**WHAT IS ASKED**
Rewrite every line of the entries below as a single numbered list, skipping blank lines and leaving the pictures out.

○ ○ ○

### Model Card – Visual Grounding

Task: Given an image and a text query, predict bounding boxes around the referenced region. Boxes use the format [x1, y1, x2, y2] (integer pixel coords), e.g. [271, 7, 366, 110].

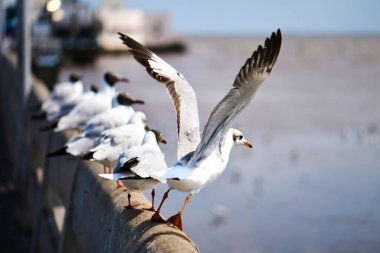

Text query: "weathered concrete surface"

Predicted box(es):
[0, 52, 199, 252]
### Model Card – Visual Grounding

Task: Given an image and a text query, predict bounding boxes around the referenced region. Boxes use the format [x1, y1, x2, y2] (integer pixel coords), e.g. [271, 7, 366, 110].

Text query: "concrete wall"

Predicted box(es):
[0, 54, 199, 253]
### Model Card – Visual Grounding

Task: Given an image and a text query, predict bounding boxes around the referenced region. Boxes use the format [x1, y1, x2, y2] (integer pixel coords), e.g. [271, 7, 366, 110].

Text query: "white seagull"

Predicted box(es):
[46, 85, 98, 122]
[52, 72, 128, 132]
[85, 117, 146, 168]
[119, 29, 281, 230]
[46, 92, 146, 157]
[32, 73, 84, 120]
[99, 130, 167, 211]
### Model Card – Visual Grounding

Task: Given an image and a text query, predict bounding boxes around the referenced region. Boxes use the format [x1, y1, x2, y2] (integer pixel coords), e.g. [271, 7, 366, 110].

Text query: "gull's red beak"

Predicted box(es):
[119, 77, 129, 83]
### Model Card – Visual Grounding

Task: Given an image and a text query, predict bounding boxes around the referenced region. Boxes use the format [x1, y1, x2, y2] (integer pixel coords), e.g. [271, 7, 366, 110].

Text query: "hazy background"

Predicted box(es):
[82, 0, 380, 36]
[40, 0, 380, 253]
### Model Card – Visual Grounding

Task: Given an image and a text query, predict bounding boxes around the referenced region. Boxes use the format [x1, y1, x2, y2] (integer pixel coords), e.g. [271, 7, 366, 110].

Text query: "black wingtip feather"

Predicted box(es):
[40, 121, 58, 132]
[115, 157, 140, 172]
[80, 152, 95, 161]
[45, 146, 69, 157]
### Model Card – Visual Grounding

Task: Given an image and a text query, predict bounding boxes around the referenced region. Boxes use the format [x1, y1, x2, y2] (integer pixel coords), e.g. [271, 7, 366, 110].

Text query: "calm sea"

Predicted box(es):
[60, 35, 380, 253]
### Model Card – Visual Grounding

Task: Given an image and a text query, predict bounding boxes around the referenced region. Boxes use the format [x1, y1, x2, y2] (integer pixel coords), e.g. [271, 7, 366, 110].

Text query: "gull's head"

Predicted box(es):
[90, 83, 99, 93]
[104, 71, 129, 87]
[149, 129, 167, 144]
[230, 128, 252, 148]
[129, 112, 146, 126]
[116, 92, 144, 106]
[69, 73, 82, 83]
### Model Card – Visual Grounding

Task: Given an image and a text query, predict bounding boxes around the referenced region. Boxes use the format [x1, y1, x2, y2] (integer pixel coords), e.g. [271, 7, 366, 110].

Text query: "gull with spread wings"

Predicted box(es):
[119, 29, 282, 230]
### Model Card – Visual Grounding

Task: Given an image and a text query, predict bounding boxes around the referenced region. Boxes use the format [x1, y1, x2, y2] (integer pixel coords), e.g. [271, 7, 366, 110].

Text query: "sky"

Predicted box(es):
[83, 0, 380, 35]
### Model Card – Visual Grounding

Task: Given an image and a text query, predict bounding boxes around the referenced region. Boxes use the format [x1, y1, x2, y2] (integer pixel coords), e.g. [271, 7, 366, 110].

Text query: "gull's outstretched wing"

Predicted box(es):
[118, 33, 200, 159]
[189, 29, 281, 165]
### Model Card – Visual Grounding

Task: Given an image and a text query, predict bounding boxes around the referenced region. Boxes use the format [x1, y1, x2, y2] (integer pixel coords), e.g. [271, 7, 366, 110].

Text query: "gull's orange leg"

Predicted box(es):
[124, 192, 138, 210]
[150, 188, 172, 222]
[143, 189, 156, 212]
[168, 193, 192, 231]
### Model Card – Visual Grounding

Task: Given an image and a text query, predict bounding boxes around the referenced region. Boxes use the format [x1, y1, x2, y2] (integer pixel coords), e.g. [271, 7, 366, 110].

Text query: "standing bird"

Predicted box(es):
[85, 117, 146, 168]
[32, 73, 83, 120]
[119, 29, 282, 230]
[46, 98, 146, 157]
[99, 130, 167, 211]
[52, 72, 128, 132]
[46, 84, 98, 122]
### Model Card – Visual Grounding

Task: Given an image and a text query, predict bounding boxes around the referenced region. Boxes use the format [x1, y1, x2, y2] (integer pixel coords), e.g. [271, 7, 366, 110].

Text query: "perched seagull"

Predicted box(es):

○ ○ ○

**EXERCISE RESPONSE**
1. ### Model Card – Visual Grounding
2. Task: Given an image and a text query, predict bounding boxes around the referenced region. Boxes use the format [x1, y1, x2, y2] (integer pixel coords), e.g. [271, 7, 366, 110].
3. Text query: "weathered concrete surface"
4. Predicted box(es):
5. [0, 52, 199, 252]
6. ### Model Card – Visual Grounding
7. Task: Given an image and a text query, predict bounding boxes around the referenced region. Boxes use the format [x1, y1, x2, y2] (integer pixel coords), e.g. [271, 7, 366, 110].
8. Text query: "concrete wall"
9. Predicted box(es):
10. [0, 54, 199, 253]
11. ### Model Card – Visual Grounding
12. Task: Given an image and a text query, predict bounding boxes around the referenced region. Boxes use the format [x1, y1, x2, y2] (integer pixel coords), e.g. [271, 7, 366, 110].
13. Text query: "white seagull"
14. Predicted box(es):
15. [46, 85, 98, 122]
16. [52, 72, 128, 132]
17. [85, 117, 146, 168]
18. [119, 29, 281, 230]
19. [46, 92, 146, 157]
20. [32, 73, 84, 120]
21. [99, 130, 167, 211]
22. ### Model Card – Visual Grounding
23. Task: Given an image and a text query, predict bounding boxes around the referenced region. Boxes use the format [x1, y1, x2, y2] (integer pixel coords), e.g. [271, 7, 366, 110].
24. Text query: "gull's red beak"
25. Predicted box(es):
26. [119, 77, 129, 83]
27. ### Model Card – Visual Grounding
28. Task: Given an image and a text query, predict bounding boxes around the referenced region. Boxes use the format [x1, y1, x2, y2] (integer pixel coords), e.g. [271, 7, 366, 110].
29. Text query: "hazy background"
30. Predicted box(es):
31. [82, 0, 380, 36]
32. [40, 0, 380, 253]
33. ### Model Card – Visual Grounding
34. Task: Given an image and a text query, predict bounding boxes around the referenced region. Boxes use the format [x1, y1, x2, y2] (integer pixel coords), e.g. [271, 7, 366, 110].
35. Text query: "black wingtip feather"
36. Predicted box(es):
37. [40, 121, 58, 132]
38. [115, 157, 140, 172]
39. [80, 152, 95, 161]
40. [45, 146, 69, 157]
41. ### Model Card – Visual Grounding
42. Task: Given an image and a text query, predict bounding boxes around the referenced region. Boxes use the format [x1, y1, x2, y2] (integer pixel coords), e.g. [271, 7, 366, 110].
43. Text query: "calm sea"
44. Predicted box(es):
45. [60, 35, 380, 253]
46. ### Model Card – Visual Grounding
47. Task: Given an image and a text query, predict bounding boxes around the referenced region. Boxes use the format [x1, y1, x2, y2] (integer pixel coords), e.g. [271, 7, 366, 110].
48. Text query: "gull's head"
49. Predicted box(es):
50. [90, 83, 99, 93]
51. [104, 71, 129, 87]
52. [149, 129, 167, 144]
53. [230, 128, 252, 148]
54. [129, 112, 146, 126]
55. [116, 92, 144, 106]
56. [69, 73, 82, 83]
57. ### Model Card – Visual Grounding
58. Task: Given an image and a text query, predict bounding boxes around the referenced region. Boxes use the format [x1, y1, x2, y2] (integer pixel coords), e.g. [271, 7, 366, 110].
59. Text query: "gull with spread wings"
60. Predicted box(es):
61. [119, 29, 282, 230]
62. ### Model Card – Visual Grounding
63. Task: Given an image and a text query, predict bounding boxes around the referenced region. Boxes use the format [x1, y1, x2, y2] (integer pixel coords), e.g. [271, 7, 366, 110].
64. Text query: "sky"
65. Predicted box(es):
66. [83, 0, 380, 35]
67. ### Model Card – Visual Grounding
68. Task: Given an image and a text query, predict bounding boxes around the referenced region. Boxes use the format [x1, y1, x2, y2] (integer pixel coords), e.g. [271, 7, 366, 110].
69. Text query: "gull's outstretched wing"
70. Predicted box(es):
71. [118, 33, 200, 159]
72. [189, 29, 281, 165]
73. ### Model Card – Visual Grounding
74. Task: Given an image and a text query, predict bounding boxes around the referenced region. Boxes use the format [x1, y1, x2, y2] (integer pixel coords), e.g. [271, 7, 366, 110].
75. Text query: "gull's orange leg"
76. Predicted box(es):
77. [124, 192, 138, 210]
78. [150, 188, 172, 222]
79. [143, 189, 156, 212]
80. [168, 193, 192, 231]
81. ### Model Card – Visual Grounding
82. Task: Given an image and a text query, predict bounding boxes around the referenced region. Boxes use the format [x1, y1, x2, y2] (integer pixel coords), e.g. [271, 7, 366, 110].
83. Text query: "standing bird"
84. Predicted box(es):
85. [85, 117, 146, 168]
86. [32, 73, 83, 120]
87. [119, 29, 282, 230]
88. [46, 98, 146, 157]
89. [99, 130, 167, 211]
90. [52, 72, 128, 132]
91. [46, 84, 98, 122]
92. ### Model Card – Visual Grounding
93. Task: Given an image and a text query, predict bounding boxes around the referenced region. Boxes use the format [x1, y1, x2, y2] (integer pixel coords), e.g. [271, 7, 366, 110].
94. Text query: "perched seagull"
95. Predicted box(es):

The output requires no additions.